[Source text]
--- BEGIN ---

As my husband and I talked last night before we went to bed, I told him about a caller that called into a radio talk show I was listening to on my Motor route yesterday. This woman said that her and her husband had been married for 25 years, they fought all the time. Two years ago her husband handed her a book and asked her to read it. 10 months ago her husband passed away from a Brain Aneurysm, he died on the spot. She just found the book he handed her and read it! (It was a book on how they could save their marriage) The lady was crying, she was so remorseful. Two years ago she was to prideful to read the book her husband gave her to read. She said, "I read the book praying that God may someday give her another chance at love".
As I laid next to my husband last night, I told him how my life is changing. He said he has seen it, I PLT for that. I tell my story praying that it will change one persons life. God didn't give up on me, He is still growing and molding me into the "Image of Christ". I have a long way to go, it is not happening over night. It is a very long process, I am just now getting to the point were I will let God lead me and let other people into my life. I am still learning how to be a Godly wife, mom, and friend to others. Through reading His "WORD" and learning from Godly examples, I will continue to grow and be more Christ like. Giving Him all the glory, the glory only He deserves.
More of my life story:
After the death of our son Joshua, my husband and I seemed to be fighting all the time. I was a very insecure person! My husband and I were very young in the Lord, (By God's grace), it was enough to keep us together, but not enough to keep us from fighting all the time. I don't know how many times my husband left me, (we only had one car, so he went off walking home to his parents many times. Sometimes I let him get pretty far before I went and picked him up. I just can't believe how awful I was, it is very hard to write all of this down) I didn't want to be with him, yet I didn't want to be without him. Looking back on my life, I see now, that most of our fights were caused by me, my jealousy, my controlling attitude, my pride, my selfishness, my bitterness. I tried to control him and mold him into the little toy, the puppet I wanted him to be. My husband has a very strong personality and would never go for something like that. PTL!!!!

--- END ---

[Task material]
--- BEGIN ---

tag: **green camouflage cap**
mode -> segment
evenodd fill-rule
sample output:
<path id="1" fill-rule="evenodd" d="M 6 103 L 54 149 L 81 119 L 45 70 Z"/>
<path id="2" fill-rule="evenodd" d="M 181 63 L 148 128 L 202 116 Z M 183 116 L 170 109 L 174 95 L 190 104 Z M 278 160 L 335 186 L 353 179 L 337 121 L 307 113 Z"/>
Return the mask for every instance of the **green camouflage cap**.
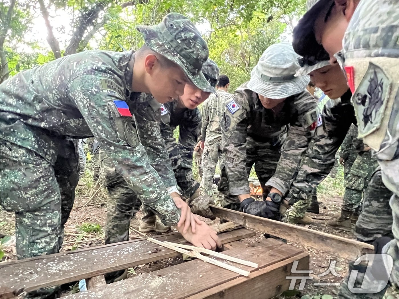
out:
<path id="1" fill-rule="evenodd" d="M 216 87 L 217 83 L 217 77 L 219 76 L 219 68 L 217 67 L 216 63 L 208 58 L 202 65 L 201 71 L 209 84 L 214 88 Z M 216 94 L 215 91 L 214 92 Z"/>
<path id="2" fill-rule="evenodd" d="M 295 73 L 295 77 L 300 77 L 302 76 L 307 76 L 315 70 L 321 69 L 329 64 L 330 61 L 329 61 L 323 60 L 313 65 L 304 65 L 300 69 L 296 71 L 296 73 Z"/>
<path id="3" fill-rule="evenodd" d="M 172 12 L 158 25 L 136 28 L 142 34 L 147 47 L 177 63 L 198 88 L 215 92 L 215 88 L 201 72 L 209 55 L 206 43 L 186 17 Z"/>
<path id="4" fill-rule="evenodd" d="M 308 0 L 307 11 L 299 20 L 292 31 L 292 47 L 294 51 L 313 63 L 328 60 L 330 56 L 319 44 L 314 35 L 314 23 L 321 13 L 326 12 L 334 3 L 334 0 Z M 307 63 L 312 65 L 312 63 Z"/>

--- END ---

[Problems to solve]
[A] According to the personal account, what caused the death of the radio caller's husband?
[B] Reproduce the records with "green camouflage cap" changed to "camouflage baseball cap" wherever it occurs, keeping everything else the same and omitting the pictures.

[Completed exercise]
[A] He died of a brain aneurysm.

[B]
tag: **camouflage baseball cap**
mode -> segment
evenodd fill-rule
sample output:
<path id="1" fill-rule="evenodd" d="M 6 103 L 54 149 L 81 119 L 45 70 Z"/>
<path id="2" fill-rule="evenodd" d="M 181 63 L 148 128 L 202 116 Z M 183 116 L 170 109 L 174 95 L 190 104 Z M 278 160 L 335 186 L 353 179 L 337 121 L 307 113 Z"/>
Return the mask for every instance of the **camouflage baseball cap**.
out:
<path id="1" fill-rule="evenodd" d="M 216 87 L 217 83 L 217 77 L 219 76 L 219 68 L 217 67 L 216 63 L 208 58 L 202 65 L 201 71 L 209 84 L 214 88 Z M 216 94 L 215 91 L 214 92 Z"/>
<path id="2" fill-rule="evenodd" d="M 295 73 L 295 77 L 300 77 L 302 76 L 307 76 L 315 70 L 321 69 L 329 64 L 330 61 L 329 61 L 323 60 L 313 65 L 304 65 L 300 69 L 296 71 L 296 73 Z"/>
<path id="3" fill-rule="evenodd" d="M 172 12 L 158 25 L 136 28 L 142 34 L 147 47 L 177 63 L 198 88 L 215 92 L 215 88 L 201 72 L 209 55 L 206 43 L 186 17 Z"/>
<path id="4" fill-rule="evenodd" d="M 308 0 L 307 11 L 299 20 L 292 31 L 292 47 L 294 51 L 313 63 L 328 60 L 330 56 L 319 44 L 314 35 L 314 23 L 321 13 L 326 12 L 334 3 L 334 0 Z M 307 63 L 312 65 L 312 63 Z"/>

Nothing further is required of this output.